— Start Extract to read —

At the height of his career, Karsh was so renowned that to be photographed by him was simply “to be Karshed,” and he was regarded fondly as “Karsh of Ottawa.” This was quite an accomplishment for someone of such humble beginnings, who spent his childhood in a war-torn country and emigrated to Canada to escape the Armenian Genocide. But the road that began as an immigrant with little grasp of the language or customs of his new home to becoming a figure of iconic status is teeming with stories – and photos – that can teach us valuable lessons as photographers and artists. Although there are countless lessons to be learned, here are five that have influenced me and I hope will inspire you as well.

1. Karsh Had Definite Goals, and Pursued Them Vigorously

As a young man, Karsh had the privilege of apprenticing with John Garo, a notable portrait photographer in Boston. What was originally supposed to be six months turned into three years, as Garo recognized talent in his young apprentice, and Karsh recognized that he not only had much to learn about photography but also much to absorb in the company of Garo and his esteemed friends, which included many well-known figures in music and art. After daylight (and the ability to create natural light portraits) ended, Garo’s studio became an unofficial speakeasy and cultural hub, complete with young Yousef as a bartender. Of these formative years, Karsh recalled, “Even as a young man, I was aware that these glorious afternoons and evenings were my university.”

— End Extract to read —
— Start Material provided —

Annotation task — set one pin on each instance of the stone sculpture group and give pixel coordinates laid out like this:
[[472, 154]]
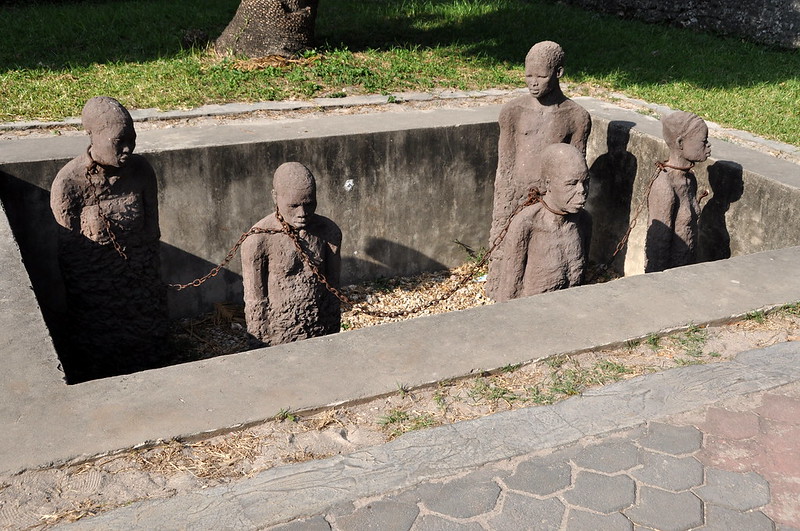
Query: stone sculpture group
[[105, 203]]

— End Material provided —

Short task.
Please check each statement against the text about Karsh and say yes or no, quoting the words from the text that decide it: (a) Karsh's apprenticeship with John Garo lasted six months. (b) Garo's studio became an unofficial speakeasy after daylight ended. (c) Karsh emigrated to Canada to escape the Armenian Genocide.

Output for this exercise.
(a) No: "What was originally supposed to be six months turned into three years"
(b) Yes: "After daylight (and the ability to create natural light portraits) ended, Garo’s studio became an unofficial speakeasy and cultural hub"
(c) Yes: "emigrated to Canada to escape the Armenian Genocide"